━━━━━ Text passage ━━━━━

# Quieter muffler for Honda HSS928A



## StanL (Mar 16, 2021)

I've had the HSS928A for about five years. I've been very pleased. Reliable, powerful, easy-starting, and has a long snow throwing distance. I love the tracks. Much better than the Toro I had before. But it's much louder than the snowblowers my neighbors use (Ariens, Toro, others).

I have a new job and, when it snows, I need to blow my driveway before leaving for work at 6:00 AM. This means I'm out there blowing away starting at 4:30 AM or 5:00 AM.

Quite understandably, making this racket at 4:30 AM is, well, unneighborly.

I wonder if there are any after-market mufflers that are quieter than the one that comes with the Honda snowblower. Any insights or ideas?

Tnx, Stan 

Stan Lapidus
Lookout Mountain, Colorado


----------



## orangputeh (Nov 24, 2016)

no. go ahead and make noise.
you have my permission.


----------



## Oneacer (Jan 3, 2011)

I'm sure your neighbors love you .....

━━━━━

Direction 1: According to the muffler thread, at what time does StanL need to leave for work?
Direction 2: Gather every line of the listing that contains the string "food", matching case exactly.

━━━━━ Materials provided ━━━━━

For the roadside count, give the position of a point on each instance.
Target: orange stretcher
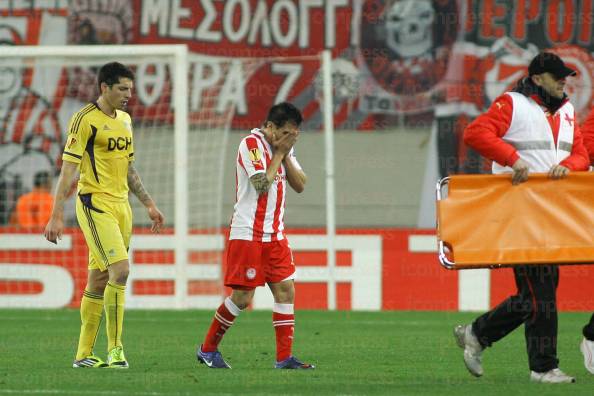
(485, 222)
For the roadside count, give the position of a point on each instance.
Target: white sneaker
(587, 348)
(473, 350)
(554, 376)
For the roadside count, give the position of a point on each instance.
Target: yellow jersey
(103, 147)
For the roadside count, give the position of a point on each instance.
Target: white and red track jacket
(258, 217)
(588, 134)
(517, 126)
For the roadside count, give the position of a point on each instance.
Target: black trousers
(534, 305)
(589, 329)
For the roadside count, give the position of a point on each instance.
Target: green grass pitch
(356, 353)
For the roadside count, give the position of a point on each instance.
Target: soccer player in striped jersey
(100, 145)
(258, 251)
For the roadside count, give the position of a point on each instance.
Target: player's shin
(114, 297)
(283, 320)
(91, 311)
(223, 319)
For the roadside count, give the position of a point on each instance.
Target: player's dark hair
(282, 113)
(41, 179)
(110, 74)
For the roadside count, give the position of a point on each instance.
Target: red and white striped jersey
(258, 217)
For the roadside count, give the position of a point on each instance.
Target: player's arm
(263, 180)
(135, 185)
(55, 226)
(295, 175)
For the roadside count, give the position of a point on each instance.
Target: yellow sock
(114, 314)
(91, 310)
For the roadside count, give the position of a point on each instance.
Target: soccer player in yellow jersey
(100, 145)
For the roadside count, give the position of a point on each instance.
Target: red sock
(223, 319)
(284, 327)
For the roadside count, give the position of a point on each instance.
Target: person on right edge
(587, 345)
(530, 129)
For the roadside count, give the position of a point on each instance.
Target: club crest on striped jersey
(72, 142)
(255, 155)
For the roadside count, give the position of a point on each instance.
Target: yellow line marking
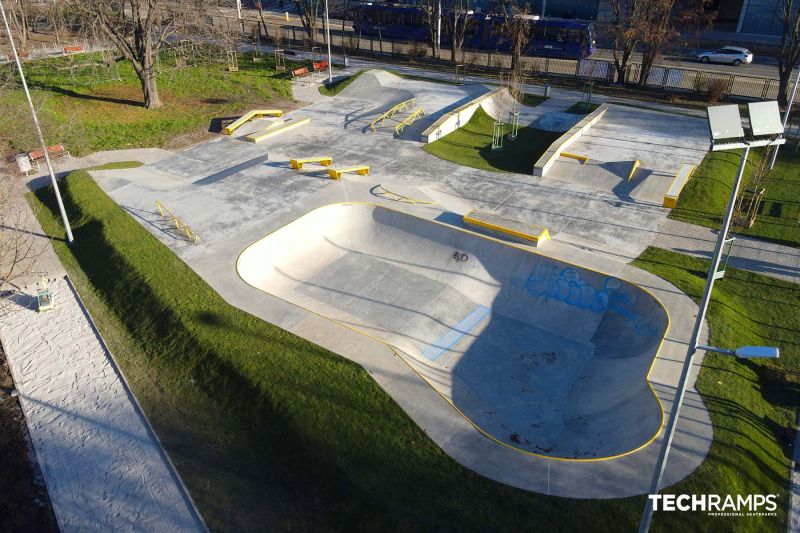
(398, 353)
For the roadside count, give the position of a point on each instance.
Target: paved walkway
(104, 468)
(775, 260)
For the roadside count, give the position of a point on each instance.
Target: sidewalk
(775, 260)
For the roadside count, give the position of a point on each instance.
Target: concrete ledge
(456, 118)
(562, 143)
(683, 175)
(507, 228)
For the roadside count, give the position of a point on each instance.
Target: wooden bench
(683, 175)
(336, 173)
(297, 164)
(58, 150)
(300, 72)
(507, 227)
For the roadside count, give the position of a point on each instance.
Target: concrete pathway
(775, 260)
(103, 466)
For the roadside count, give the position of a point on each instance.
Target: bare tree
(309, 10)
(517, 29)
(19, 245)
(138, 28)
(790, 47)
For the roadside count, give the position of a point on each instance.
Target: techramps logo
(717, 504)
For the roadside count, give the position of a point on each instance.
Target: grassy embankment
(269, 429)
(88, 111)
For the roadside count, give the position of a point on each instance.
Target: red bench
(300, 72)
(58, 150)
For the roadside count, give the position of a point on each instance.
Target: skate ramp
(541, 356)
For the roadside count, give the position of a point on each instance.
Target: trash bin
(24, 163)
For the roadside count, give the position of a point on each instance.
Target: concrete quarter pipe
(541, 356)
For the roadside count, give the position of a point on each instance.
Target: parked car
(727, 54)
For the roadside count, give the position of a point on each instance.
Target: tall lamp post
(727, 133)
(53, 181)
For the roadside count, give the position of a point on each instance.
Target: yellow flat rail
(397, 108)
(582, 158)
(250, 115)
(323, 160)
(633, 170)
(389, 195)
(269, 132)
(336, 173)
(179, 224)
(419, 112)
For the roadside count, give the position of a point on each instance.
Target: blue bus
(550, 37)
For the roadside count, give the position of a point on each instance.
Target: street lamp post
(53, 181)
(785, 118)
(725, 124)
(328, 39)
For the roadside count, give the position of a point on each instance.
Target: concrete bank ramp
(542, 356)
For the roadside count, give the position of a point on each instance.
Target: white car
(727, 54)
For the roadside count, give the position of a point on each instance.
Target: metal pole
(53, 181)
(669, 433)
(785, 119)
(328, 39)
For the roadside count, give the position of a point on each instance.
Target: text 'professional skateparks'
(542, 356)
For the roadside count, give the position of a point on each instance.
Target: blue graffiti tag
(566, 285)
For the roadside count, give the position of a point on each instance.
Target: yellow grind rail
(397, 108)
(582, 158)
(180, 225)
(389, 195)
(269, 132)
(250, 115)
(323, 160)
(409, 120)
(633, 169)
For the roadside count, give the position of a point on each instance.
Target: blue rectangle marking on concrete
(446, 341)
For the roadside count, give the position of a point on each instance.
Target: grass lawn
(89, 112)
(339, 85)
(751, 402)
(471, 146)
(252, 414)
(705, 196)
(581, 108)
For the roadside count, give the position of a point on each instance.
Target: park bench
(300, 72)
(683, 175)
(336, 173)
(37, 156)
(297, 164)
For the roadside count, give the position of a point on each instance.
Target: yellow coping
(336, 173)
(582, 158)
(478, 428)
(542, 235)
(402, 106)
(250, 115)
(633, 170)
(269, 132)
(409, 120)
(297, 164)
(683, 175)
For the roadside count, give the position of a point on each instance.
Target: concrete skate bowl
(541, 356)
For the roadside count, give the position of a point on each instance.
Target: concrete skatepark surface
(233, 193)
(543, 356)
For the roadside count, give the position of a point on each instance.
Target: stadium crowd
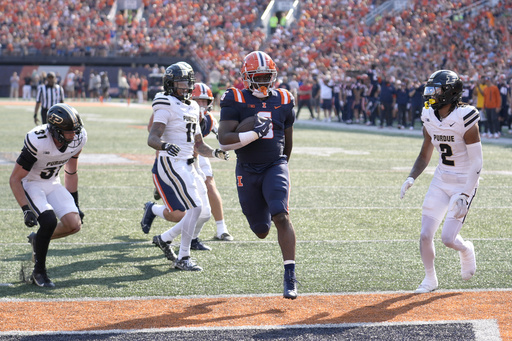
(330, 41)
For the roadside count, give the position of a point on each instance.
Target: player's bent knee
(281, 219)
(71, 223)
(262, 235)
(426, 238)
(174, 216)
(448, 242)
(261, 230)
(48, 220)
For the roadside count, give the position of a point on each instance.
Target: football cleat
(32, 240)
(467, 262)
(148, 217)
(290, 285)
(187, 264)
(196, 244)
(426, 286)
(165, 247)
(41, 279)
(225, 237)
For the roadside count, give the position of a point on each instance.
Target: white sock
(158, 210)
(199, 225)
(173, 232)
(431, 275)
(189, 223)
(221, 227)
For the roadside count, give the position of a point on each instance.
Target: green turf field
(354, 234)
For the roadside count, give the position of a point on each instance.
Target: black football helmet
(179, 76)
(442, 88)
(64, 118)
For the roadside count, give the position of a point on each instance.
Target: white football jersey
(50, 159)
(447, 136)
(181, 123)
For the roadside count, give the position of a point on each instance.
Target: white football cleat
(467, 262)
(426, 286)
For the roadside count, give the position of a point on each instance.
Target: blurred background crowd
(345, 50)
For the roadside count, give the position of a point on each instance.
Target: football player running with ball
(451, 127)
(36, 185)
(262, 176)
(176, 135)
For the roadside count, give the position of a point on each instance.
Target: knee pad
(205, 212)
(47, 223)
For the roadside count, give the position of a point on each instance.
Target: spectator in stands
(402, 102)
(294, 86)
(26, 88)
(505, 94)
(105, 86)
(48, 94)
(123, 85)
(70, 84)
(417, 101)
(387, 101)
(326, 86)
(134, 82)
(304, 97)
(315, 96)
(15, 86)
(80, 85)
(144, 86)
(492, 105)
(478, 99)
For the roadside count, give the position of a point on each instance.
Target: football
(246, 125)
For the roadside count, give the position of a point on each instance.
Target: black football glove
(262, 126)
(220, 154)
(171, 148)
(29, 216)
(80, 213)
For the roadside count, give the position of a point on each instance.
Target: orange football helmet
(259, 73)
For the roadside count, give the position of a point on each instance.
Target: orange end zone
(257, 311)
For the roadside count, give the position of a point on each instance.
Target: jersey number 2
(446, 152)
(191, 130)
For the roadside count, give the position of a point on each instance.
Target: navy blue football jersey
(237, 105)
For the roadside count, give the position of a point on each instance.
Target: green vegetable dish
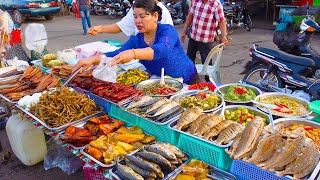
(239, 94)
(204, 101)
(242, 115)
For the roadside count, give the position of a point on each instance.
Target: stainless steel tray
(225, 87)
(214, 172)
(194, 92)
(114, 172)
(60, 128)
(150, 81)
(276, 94)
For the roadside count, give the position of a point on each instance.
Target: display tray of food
(33, 80)
(153, 87)
(197, 169)
(81, 134)
(284, 149)
(156, 161)
(107, 149)
(158, 110)
(288, 105)
(132, 77)
(61, 107)
(207, 101)
(238, 93)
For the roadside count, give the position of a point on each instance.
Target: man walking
(204, 18)
(84, 7)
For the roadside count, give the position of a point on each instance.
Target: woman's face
(145, 22)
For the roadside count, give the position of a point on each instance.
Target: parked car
(21, 9)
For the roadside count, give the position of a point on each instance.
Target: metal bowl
(276, 94)
(256, 111)
(225, 87)
(157, 81)
(194, 92)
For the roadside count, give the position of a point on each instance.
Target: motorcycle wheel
(99, 10)
(256, 73)
(249, 24)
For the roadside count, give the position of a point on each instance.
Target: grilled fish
(249, 138)
(128, 173)
(142, 172)
(217, 129)
(149, 166)
(229, 133)
(143, 100)
(162, 150)
(156, 158)
(195, 124)
(188, 117)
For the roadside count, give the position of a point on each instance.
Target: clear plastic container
(27, 141)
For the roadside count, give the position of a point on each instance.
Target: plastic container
(27, 141)
(215, 156)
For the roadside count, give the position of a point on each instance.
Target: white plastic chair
(212, 71)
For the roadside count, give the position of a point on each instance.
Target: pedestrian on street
(204, 18)
(84, 7)
(127, 26)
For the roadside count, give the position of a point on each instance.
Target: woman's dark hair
(150, 6)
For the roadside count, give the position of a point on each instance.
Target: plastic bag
(104, 72)
(59, 156)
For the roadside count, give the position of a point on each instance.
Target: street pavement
(71, 30)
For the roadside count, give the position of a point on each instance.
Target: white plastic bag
(104, 72)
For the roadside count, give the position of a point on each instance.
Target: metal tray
(114, 172)
(167, 80)
(60, 128)
(194, 92)
(276, 94)
(214, 172)
(225, 87)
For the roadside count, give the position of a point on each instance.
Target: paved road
(70, 28)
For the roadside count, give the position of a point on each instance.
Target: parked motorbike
(237, 16)
(275, 70)
(118, 8)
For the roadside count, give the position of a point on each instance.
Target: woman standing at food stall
(156, 45)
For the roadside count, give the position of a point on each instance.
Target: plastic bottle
(27, 141)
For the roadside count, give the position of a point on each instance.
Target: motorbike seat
(303, 61)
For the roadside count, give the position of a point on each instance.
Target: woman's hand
(94, 30)
(86, 63)
(123, 57)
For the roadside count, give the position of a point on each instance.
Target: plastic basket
(162, 132)
(213, 155)
(100, 102)
(118, 113)
(245, 171)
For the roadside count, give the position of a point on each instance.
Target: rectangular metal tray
(114, 172)
(214, 172)
(60, 128)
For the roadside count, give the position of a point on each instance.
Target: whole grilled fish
(229, 133)
(142, 172)
(217, 129)
(156, 105)
(179, 154)
(187, 118)
(164, 108)
(128, 173)
(143, 100)
(266, 148)
(156, 158)
(162, 150)
(290, 152)
(208, 123)
(249, 138)
(195, 124)
(149, 166)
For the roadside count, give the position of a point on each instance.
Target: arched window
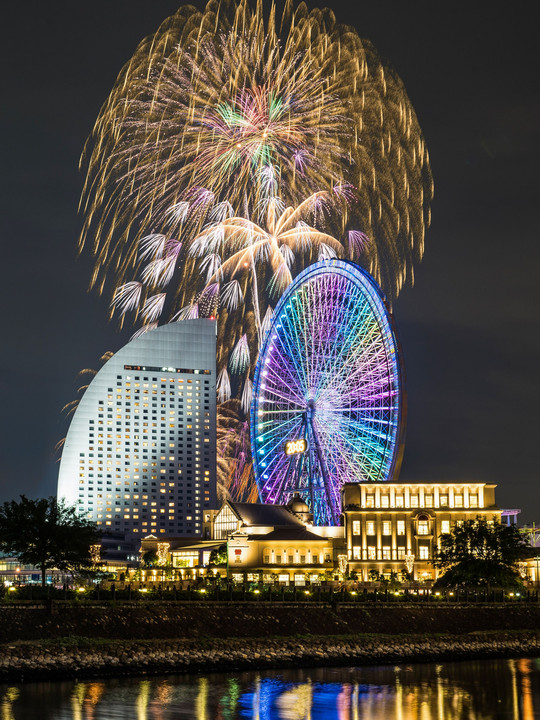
(422, 524)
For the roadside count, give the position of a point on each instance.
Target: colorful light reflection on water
(476, 690)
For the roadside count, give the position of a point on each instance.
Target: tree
(481, 552)
(46, 533)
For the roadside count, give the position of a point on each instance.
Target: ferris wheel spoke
(330, 363)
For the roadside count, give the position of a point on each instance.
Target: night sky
(470, 327)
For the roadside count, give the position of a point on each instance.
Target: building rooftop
(266, 515)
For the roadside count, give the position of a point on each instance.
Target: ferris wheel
(327, 393)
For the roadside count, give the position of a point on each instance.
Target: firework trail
(217, 115)
(230, 100)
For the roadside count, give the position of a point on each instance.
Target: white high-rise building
(140, 453)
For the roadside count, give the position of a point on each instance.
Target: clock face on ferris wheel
(327, 394)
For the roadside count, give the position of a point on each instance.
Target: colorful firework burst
(224, 99)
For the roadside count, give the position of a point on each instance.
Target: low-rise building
(395, 527)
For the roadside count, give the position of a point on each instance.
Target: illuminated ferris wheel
(327, 394)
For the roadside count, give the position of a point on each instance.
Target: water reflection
(480, 690)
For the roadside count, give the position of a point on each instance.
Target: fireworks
(234, 150)
(240, 105)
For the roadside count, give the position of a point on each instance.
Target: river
(472, 690)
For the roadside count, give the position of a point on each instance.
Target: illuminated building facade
(395, 527)
(277, 544)
(140, 453)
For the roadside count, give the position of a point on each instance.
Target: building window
(423, 525)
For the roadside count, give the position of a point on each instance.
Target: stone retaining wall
(38, 662)
(256, 619)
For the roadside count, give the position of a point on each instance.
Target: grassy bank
(80, 640)
(98, 657)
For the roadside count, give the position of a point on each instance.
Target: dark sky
(470, 327)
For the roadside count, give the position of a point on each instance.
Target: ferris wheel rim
(378, 307)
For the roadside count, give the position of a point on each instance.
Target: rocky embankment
(94, 641)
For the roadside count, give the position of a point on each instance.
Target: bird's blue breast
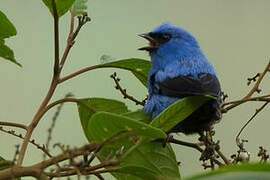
(172, 68)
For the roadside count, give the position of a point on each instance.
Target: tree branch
(254, 89)
(22, 126)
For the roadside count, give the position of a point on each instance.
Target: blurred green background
(233, 34)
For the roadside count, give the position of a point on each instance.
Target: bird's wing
(181, 86)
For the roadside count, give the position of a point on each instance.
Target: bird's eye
(166, 36)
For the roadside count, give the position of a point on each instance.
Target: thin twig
(13, 133)
(264, 98)
(22, 126)
(188, 144)
(254, 115)
(226, 161)
(124, 92)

━━━━━

Worked solution 1: 6:00 AM.

Worked solution 2:
Target: display tray of food
Target: woman standing at food stall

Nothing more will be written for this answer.